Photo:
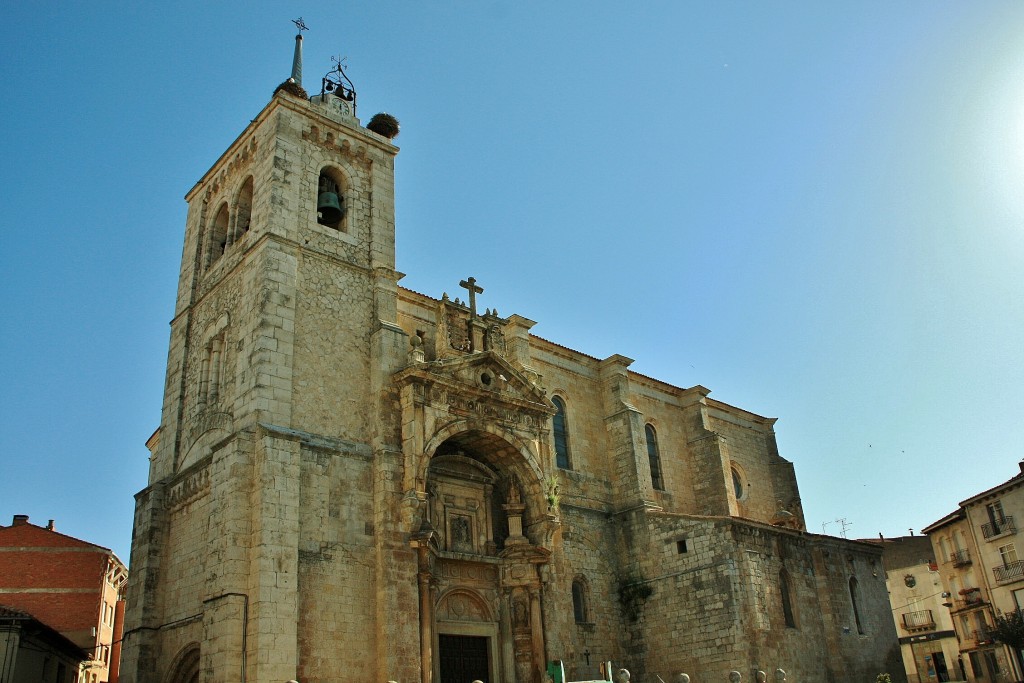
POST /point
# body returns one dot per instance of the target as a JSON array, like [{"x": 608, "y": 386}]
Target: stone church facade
[{"x": 354, "y": 481}]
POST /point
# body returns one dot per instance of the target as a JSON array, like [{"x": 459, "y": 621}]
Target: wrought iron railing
[
  {"x": 1011, "y": 571},
  {"x": 998, "y": 527},
  {"x": 969, "y": 598},
  {"x": 919, "y": 621},
  {"x": 981, "y": 636}
]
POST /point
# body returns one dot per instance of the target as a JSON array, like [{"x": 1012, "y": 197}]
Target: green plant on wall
[
  {"x": 633, "y": 595},
  {"x": 552, "y": 488}
]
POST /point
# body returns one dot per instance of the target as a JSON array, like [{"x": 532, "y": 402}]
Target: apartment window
[
  {"x": 855, "y": 601},
  {"x": 560, "y": 433},
  {"x": 1019, "y": 598},
  {"x": 1009, "y": 554},
  {"x": 653, "y": 459}
]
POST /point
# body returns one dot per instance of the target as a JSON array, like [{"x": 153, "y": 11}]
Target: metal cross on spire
[{"x": 470, "y": 284}]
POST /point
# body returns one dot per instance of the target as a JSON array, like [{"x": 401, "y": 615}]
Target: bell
[{"x": 329, "y": 207}]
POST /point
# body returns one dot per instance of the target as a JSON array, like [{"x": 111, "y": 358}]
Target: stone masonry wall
[{"x": 336, "y": 561}]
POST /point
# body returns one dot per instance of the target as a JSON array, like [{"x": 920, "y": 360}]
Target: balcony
[
  {"x": 981, "y": 637},
  {"x": 1011, "y": 571},
  {"x": 969, "y": 598},
  {"x": 997, "y": 527},
  {"x": 919, "y": 621},
  {"x": 961, "y": 558}
]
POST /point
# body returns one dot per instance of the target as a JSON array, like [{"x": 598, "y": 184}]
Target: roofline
[
  {"x": 1018, "y": 479},
  {"x": 669, "y": 387},
  {"x": 68, "y": 536}
]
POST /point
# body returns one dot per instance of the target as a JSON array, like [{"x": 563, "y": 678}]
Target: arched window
[
  {"x": 330, "y": 201},
  {"x": 185, "y": 668},
  {"x": 244, "y": 209},
  {"x": 217, "y": 240},
  {"x": 855, "y": 601},
  {"x": 560, "y": 432},
  {"x": 581, "y": 609},
  {"x": 785, "y": 595},
  {"x": 654, "y": 459}
]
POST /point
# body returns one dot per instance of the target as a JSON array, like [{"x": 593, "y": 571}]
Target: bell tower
[{"x": 282, "y": 338}]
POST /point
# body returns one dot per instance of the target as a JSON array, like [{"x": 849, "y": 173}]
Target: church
[{"x": 355, "y": 481}]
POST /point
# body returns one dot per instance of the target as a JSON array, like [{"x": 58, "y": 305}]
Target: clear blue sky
[{"x": 815, "y": 209}]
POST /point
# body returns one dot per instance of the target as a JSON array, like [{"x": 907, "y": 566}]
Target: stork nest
[
  {"x": 292, "y": 88},
  {"x": 384, "y": 124}
]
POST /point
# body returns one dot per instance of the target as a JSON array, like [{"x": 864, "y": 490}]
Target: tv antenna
[{"x": 843, "y": 524}]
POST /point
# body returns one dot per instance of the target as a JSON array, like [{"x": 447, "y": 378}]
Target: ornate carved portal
[{"x": 480, "y": 587}]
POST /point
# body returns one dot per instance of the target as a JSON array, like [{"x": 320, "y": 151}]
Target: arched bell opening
[
  {"x": 331, "y": 188},
  {"x": 481, "y": 493}
]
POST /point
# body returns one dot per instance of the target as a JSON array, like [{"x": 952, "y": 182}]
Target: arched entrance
[
  {"x": 480, "y": 581},
  {"x": 185, "y": 667}
]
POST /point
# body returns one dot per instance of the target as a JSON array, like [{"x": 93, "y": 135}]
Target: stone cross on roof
[{"x": 470, "y": 284}]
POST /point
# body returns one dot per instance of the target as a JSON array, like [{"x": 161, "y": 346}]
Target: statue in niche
[
  {"x": 515, "y": 498},
  {"x": 462, "y": 536},
  {"x": 520, "y": 614},
  {"x": 494, "y": 340}
]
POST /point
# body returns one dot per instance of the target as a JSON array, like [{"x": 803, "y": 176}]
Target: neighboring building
[
  {"x": 30, "y": 650},
  {"x": 355, "y": 481},
  {"x": 931, "y": 651},
  {"x": 976, "y": 550},
  {"x": 71, "y": 586}
]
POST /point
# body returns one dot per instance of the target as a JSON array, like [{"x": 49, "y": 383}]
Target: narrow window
[
  {"x": 244, "y": 209},
  {"x": 785, "y": 596},
  {"x": 855, "y": 600},
  {"x": 1008, "y": 554},
  {"x": 561, "y": 435},
  {"x": 653, "y": 459},
  {"x": 737, "y": 484},
  {"x": 580, "y": 611},
  {"x": 217, "y": 241}
]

* * *

**WHAT YOU ARE ASKED TO DO:**
All the lines above are to be reproduced exactly, except the pictures.

**CORRECT RESULT:**
Photo:
POST /point
# body returns one dot per instance of the target as a JSON array, like [{"x": 608, "y": 386}]
Target: stone church facade
[{"x": 354, "y": 481}]
POST /point
# body returns one dot per instance of the target as a JSON array, like [{"x": 459, "y": 621}]
Target: wrought iron railing
[
  {"x": 1011, "y": 571},
  {"x": 998, "y": 527},
  {"x": 969, "y": 598},
  {"x": 919, "y": 621},
  {"x": 981, "y": 636}
]
POST /point
# body returns one dot per instance of the target as a JSON array, like [{"x": 1012, "y": 197}]
Target: green plant on wall
[
  {"x": 633, "y": 595},
  {"x": 552, "y": 488}
]
POST /point
# body returns one dot per instance of the target as a JSON array, like [{"x": 532, "y": 402}]
Target: apartment window
[
  {"x": 855, "y": 601},
  {"x": 560, "y": 433},
  {"x": 1019, "y": 598},
  {"x": 1009, "y": 554},
  {"x": 653, "y": 459}
]
POST /point
# body returns one dot per instance of the target as a JSON array, like [{"x": 153, "y": 11}]
Target: metal cross on spire
[{"x": 470, "y": 284}]
POST /point
# body returns one dot per instance of the target as a JSON array, like [{"x": 401, "y": 615}]
Target: bell
[{"x": 329, "y": 207}]
POST /point
# body returns one dot per instance of the target as a JSON array, like [{"x": 111, "y": 358}]
Target: stone masonry wall
[{"x": 336, "y": 561}]
POST /point
# body returns one dot per instance of the target as a JSON array, like [{"x": 920, "y": 360}]
Target: balcony
[
  {"x": 981, "y": 637},
  {"x": 1011, "y": 571},
  {"x": 969, "y": 598},
  {"x": 997, "y": 527},
  {"x": 919, "y": 621},
  {"x": 961, "y": 558}
]
POST /point
# body returns one dot per instance of the target as a JSON array, like [{"x": 598, "y": 184}]
Target: roofline
[
  {"x": 1018, "y": 479},
  {"x": 669, "y": 387},
  {"x": 68, "y": 536}
]
POST /point
# body returns one dot per instance of the target as a JSON array, like [{"x": 563, "y": 678}]
Target: arched window
[
  {"x": 330, "y": 201},
  {"x": 185, "y": 668},
  {"x": 244, "y": 209},
  {"x": 217, "y": 240},
  {"x": 855, "y": 601},
  {"x": 560, "y": 432},
  {"x": 581, "y": 609},
  {"x": 785, "y": 595},
  {"x": 654, "y": 459}
]
POST /point
# body returns one dot per instance of the target as a JSON array, like [{"x": 593, "y": 571}]
Target: bell tower
[{"x": 282, "y": 338}]
POST /point
# body returns one dot per instance of the target as a JSON array, like [{"x": 849, "y": 173}]
Target: church
[{"x": 355, "y": 481}]
POST /point
# body returns one dot per instance of the target as a JSON array, like [{"x": 58, "y": 305}]
Target: clear blue sky
[{"x": 815, "y": 209}]
POST /point
# body returns one dot per instance of the target as a JSON array, like [{"x": 907, "y": 566}]
Target: stork nest
[
  {"x": 292, "y": 88},
  {"x": 384, "y": 124}
]
POST /point
# body returns one dot per instance of the target as a JSON array, like [{"x": 864, "y": 490}]
Target: tv antenna
[{"x": 843, "y": 524}]
POST /point
# body returns one dot per instance of the target as a JSON array, like [{"x": 447, "y": 378}]
Target: ornate carved portal
[{"x": 480, "y": 587}]
POST /point
# body returns one dot per instance of the target as a JSON array, like [{"x": 320, "y": 151}]
Target: arched bell opening
[
  {"x": 331, "y": 188},
  {"x": 481, "y": 493}
]
POST /point
# body returns one dot per instance of the target as a JSON array, like [{"x": 952, "y": 182}]
Target: arched entrance
[
  {"x": 480, "y": 581},
  {"x": 185, "y": 667}
]
POST /point
# body returns one dot per instance of the target as a JSON array, like [{"x": 93, "y": 135}]
Target: stone cross on roof
[{"x": 470, "y": 284}]
POST /point
# body returns one dot per instance of the target as a JSON array, like [{"x": 161, "y": 346}]
Target: statue in niche
[
  {"x": 515, "y": 498},
  {"x": 462, "y": 536},
  {"x": 520, "y": 614},
  {"x": 494, "y": 340}
]
POST /point
# body returns one dot per instance of the target as a JSON array, like [{"x": 803, "y": 176}]
Target: neighboring building
[
  {"x": 30, "y": 650},
  {"x": 355, "y": 481},
  {"x": 931, "y": 651},
  {"x": 976, "y": 550},
  {"x": 71, "y": 586}
]
POST /point
# body returns one dot per instance of the target as a JSON array, like [{"x": 49, "y": 383}]
Target: narrow window
[
  {"x": 244, "y": 209},
  {"x": 785, "y": 596},
  {"x": 855, "y": 600},
  {"x": 1008, "y": 554},
  {"x": 561, "y": 435},
  {"x": 653, "y": 459},
  {"x": 737, "y": 484},
  {"x": 580, "y": 611},
  {"x": 217, "y": 241}
]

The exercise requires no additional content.